* BEGIN *
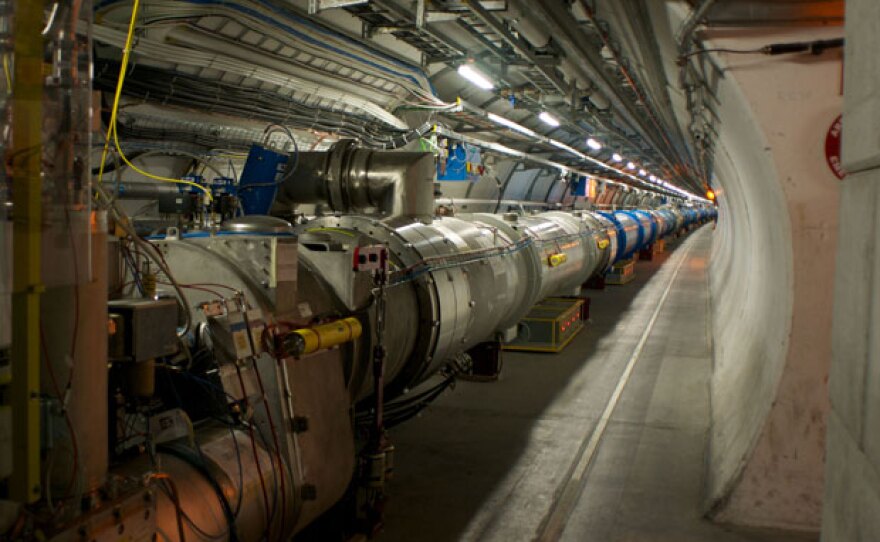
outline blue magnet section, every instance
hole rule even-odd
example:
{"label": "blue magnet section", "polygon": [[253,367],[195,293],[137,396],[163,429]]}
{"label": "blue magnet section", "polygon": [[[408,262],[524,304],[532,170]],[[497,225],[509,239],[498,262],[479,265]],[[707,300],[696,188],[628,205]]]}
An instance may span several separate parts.
{"label": "blue magnet section", "polygon": [[287,155],[252,145],[238,182],[238,195],[246,215],[267,215],[287,165]]}
{"label": "blue magnet section", "polygon": [[610,220],[611,223],[614,224],[614,229],[617,230],[617,251],[615,252],[611,263],[620,261],[623,259],[623,252],[626,250],[626,230],[623,229],[623,224],[617,220],[614,213],[599,211],[599,214]]}
{"label": "blue magnet section", "polygon": [[[645,239],[645,245],[650,245],[651,243],[653,243],[654,241],[657,240],[657,233],[658,233],[657,232],[657,219],[654,218],[653,216],[651,216],[651,213],[649,213],[647,211],[633,211],[633,212],[636,213],[638,216],[647,219],[648,222],[651,224],[651,235],[649,235]],[[642,248],[645,248],[645,247],[642,247]]]}
{"label": "blue magnet section", "polygon": [[645,225],[642,223],[642,219],[639,217],[639,215],[637,215],[634,211],[617,211],[617,212],[630,217],[636,223],[636,226],[638,226],[638,229],[636,231],[638,231],[639,234],[636,237],[636,244],[635,244],[635,246],[633,246],[633,249],[631,251],[629,251],[623,255],[623,259],[626,259],[626,258],[629,258],[630,256],[632,256],[634,253],[641,250],[642,246],[645,244]]}
{"label": "blue magnet section", "polygon": [[577,181],[574,183],[572,194],[577,197],[585,197],[587,195],[587,186],[589,184],[588,177],[585,175],[579,175]]}

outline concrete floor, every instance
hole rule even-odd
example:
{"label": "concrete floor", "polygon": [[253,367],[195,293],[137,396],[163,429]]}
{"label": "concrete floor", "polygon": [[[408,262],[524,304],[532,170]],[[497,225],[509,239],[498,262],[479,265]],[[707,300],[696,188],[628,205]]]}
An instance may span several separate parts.
{"label": "concrete floor", "polygon": [[377,540],[816,540],[701,518],[711,235],[590,291],[592,323],[564,352],[508,352],[500,381],[460,382],[394,428]]}

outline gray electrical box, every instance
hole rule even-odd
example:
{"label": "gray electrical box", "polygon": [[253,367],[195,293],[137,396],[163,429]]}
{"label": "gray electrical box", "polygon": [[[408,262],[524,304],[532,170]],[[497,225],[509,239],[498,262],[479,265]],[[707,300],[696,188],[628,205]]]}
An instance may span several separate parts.
{"label": "gray electrical box", "polygon": [[117,299],[108,305],[116,332],[110,336],[110,358],[146,361],[177,352],[177,301]]}

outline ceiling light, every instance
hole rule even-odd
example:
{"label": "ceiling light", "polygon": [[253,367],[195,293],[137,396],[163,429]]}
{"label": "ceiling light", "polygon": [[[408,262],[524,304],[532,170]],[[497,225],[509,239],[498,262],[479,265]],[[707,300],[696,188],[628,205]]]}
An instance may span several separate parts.
{"label": "ceiling light", "polygon": [[559,121],[556,120],[553,117],[553,115],[551,115],[550,113],[548,113],[546,111],[541,111],[541,114],[538,115],[538,118],[541,119],[542,121],[544,121],[545,124],[549,124],[550,126],[553,126],[554,128],[559,126]]}
{"label": "ceiling light", "polygon": [[492,122],[496,122],[502,126],[507,126],[511,130],[516,130],[521,134],[526,134],[527,136],[531,137],[537,137],[538,135],[534,132],[534,130],[530,130],[522,124],[517,124],[510,119],[502,117],[501,115],[496,115],[495,113],[487,113],[486,116],[489,117],[489,120],[491,120]]}
{"label": "ceiling light", "polygon": [[488,77],[480,73],[479,70],[470,64],[462,64],[459,66],[458,74],[484,90],[495,88],[495,84]]}

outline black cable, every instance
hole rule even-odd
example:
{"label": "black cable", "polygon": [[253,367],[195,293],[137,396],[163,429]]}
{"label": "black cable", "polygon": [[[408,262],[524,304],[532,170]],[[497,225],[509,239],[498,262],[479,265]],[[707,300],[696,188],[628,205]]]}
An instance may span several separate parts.
{"label": "black cable", "polygon": [[729,53],[732,55],[785,55],[792,53],[810,53],[813,55],[821,55],[829,49],[837,49],[845,44],[844,38],[835,38],[830,40],[815,41],[796,41],[790,43],[771,43],[755,49],[730,49],[727,47],[713,47],[711,49],[699,49],[691,51],[685,55],[681,55],[679,61],[684,61],[695,55],[705,53]]}
{"label": "black cable", "polygon": [[492,178],[495,179],[495,184],[498,185],[498,203],[495,204],[495,212],[493,214],[498,214],[498,210],[501,209],[501,198],[504,196],[504,189],[501,186],[501,180],[498,179],[498,177],[492,175]]}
* END *
*THE REQUEST*
Copy out the listing above line for line, without changing anything, and leave out the pictures.

*FINAL RESULT*
outline blue magnet section, every instance
hole rule even-odd
example:
{"label": "blue magnet section", "polygon": [[253,367],[195,293],[137,396],[163,429]]}
{"label": "blue magnet section", "polygon": [[[408,262],[524,304],[532,170]],[[497,225],[509,239],[498,262],[479,265]],[[707,300],[696,188],[628,205]]]}
An instance may span several separate parts.
{"label": "blue magnet section", "polygon": [[287,155],[252,145],[238,182],[238,195],[246,215],[267,215],[287,165]]}
{"label": "blue magnet section", "polygon": [[610,220],[611,223],[614,224],[614,229],[617,230],[617,251],[615,252],[611,263],[620,261],[623,259],[623,252],[626,250],[626,230],[623,229],[623,224],[617,220],[614,213],[599,211],[599,214]]}
{"label": "blue magnet section", "polygon": [[[645,239],[645,245],[650,245],[651,243],[653,243],[654,241],[657,240],[657,233],[658,233],[657,232],[657,219],[654,218],[653,216],[651,216],[651,213],[649,213],[647,211],[633,211],[633,212],[636,213],[638,216],[647,219],[648,222],[651,224],[651,235],[649,235]],[[642,248],[645,248],[645,247],[642,247]]]}
{"label": "blue magnet section", "polygon": [[645,225],[642,223],[642,219],[639,217],[639,215],[637,215],[634,211],[617,211],[617,212],[630,217],[636,223],[636,226],[638,226],[638,229],[636,231],[638,231],[639,234],[636,237],[636,244],[635,244],[635,246],[633,246],[633,249],[631,251],[629,251],[623,255],[623,259],[626,259],[626,258],[629,258],[630,256],[632,256],[634,253],[641,250],[642,246],[645,244]]}
{"label": "blue magnet section", "polygon": [[577,181],[574,183],[572,194],[577,197],[585,197],[587,195],[587,186],[589,184],[588,177],[585,175],[579,175]]}

outline concrete floor, every instance
hole rule even-odd
example:
{"label": "concrete floor", "polygon": [[253,367],[195,293],[137,396],[163,429]]}
{"label": "concrete floor", "polygon": [[[408,262],[524,304],[532,170]],[[497,225],[509,239],[498,262],[479,265]],[[707,300],[696,188],[628,205]]]}
An instance may span several separate parts.
{"label": "concrete floor", "polygon": [[377,540],[816,540],[701,518],[711,235],[590,291],[592,323],[564,352],[508,352],[500,381],[460,382],[394,428]]}

outline gray electrical box, every instance
hole rule even-odd
example:
{"label": "gray electrical box", "polygon": [[253,367],[195,293],[137,396],[163,429]]}
{"label": "gray electrical box", "polygon": [[[408,262],[524,304],[532,170]],[[497,225],[509,239],[498,262],[479,265]],[[707,300],[696,188],[628,205]]]}
An instance may span several separate parts.
{"label": "gray electrical box", "polygon": [[117,299],[108,305],[116,332],[110,336],[110,358],[146,361],[177,352],[177,301]]}

outline ceiling light, every instance
hole rule even-odd
example:
{"label": "ceiling light", "polygon": [[253,367],[195,293],[137,396],[163,429]]}
{"label": "ceiling light", "polygon": [[[408,262],[524,304],[532,170]],[[497,225],[509,239],[498,262],[479,265]],[[707,300],[696,188],[628,205]]]}
An instance may span several separate parts.
{"label": "ceiling light", "polygon": [[559,121],[556,120],[553,117],[553,115],[551,115],[550,113],[548,113],[546,111],[541,111],[541,114],[538,115],[538,118],[541,119],[542,121],[544,121],[545,124],[549,124],[550,126],[553,126],[554,128],[559,126]]}
{"label": "ceiling light", "polygon": [[492,122],[496,122],[502,126],[507,126],[511,130],[516,130],[521,134],[526,134],[527,136],[531,137],[537,137],[538,135],[534,132],[534,130],[530,130],[522,124],[517,124],[510,119],[502,117],[501,115],[496,115],[495,113],[487,113],[486,116],[489,117],[489,120],[491,120]]}
{"label": "ceiling light", "polygon": [[488,77],[480,73],[479,70],[470,64],[462,64],[459,66],[458,74],[484,90],[495,88],[495,84]]}

outline black cable, every instance
hole rule even-odd
example:
{"label": "black cable", "polygon": [[253,367],[195,293],[137,396],[163,429]]}
{"label": "black cable", "polygon": [[[408,262],[524,304],[532,170]],[[497,225],[509,239],[498,262],[479,265]],[[707,300],[696,188],[628,205]]]}
An instance may span several separate parts.
{"label": "black cable", "polygon": [[729,53],[732,55],[785,55],[792,53],[810,53],[813,55],[821,55],[829,49],[837,49],[845,44],[844,38],[835,38],[830,40],[815,41],[796,41],[790,43],[771,43],[755,49],[730,49],[727,47],[713,47],[711,49],[699,49],[691,51],[685,55],[681,55],[679,61],[684,61],[695,55],[705,53]]}
{"label": "black cable", "polygon": [[492,178],[495,179],[495,184],[498,185],[498,203],[495,204],[495,212],[493,214],[498,214],[498,210],[501,209],[501,198],[504,196],[504,189],[501,186],[501,180],[498,179],[498,177],[492,175]]}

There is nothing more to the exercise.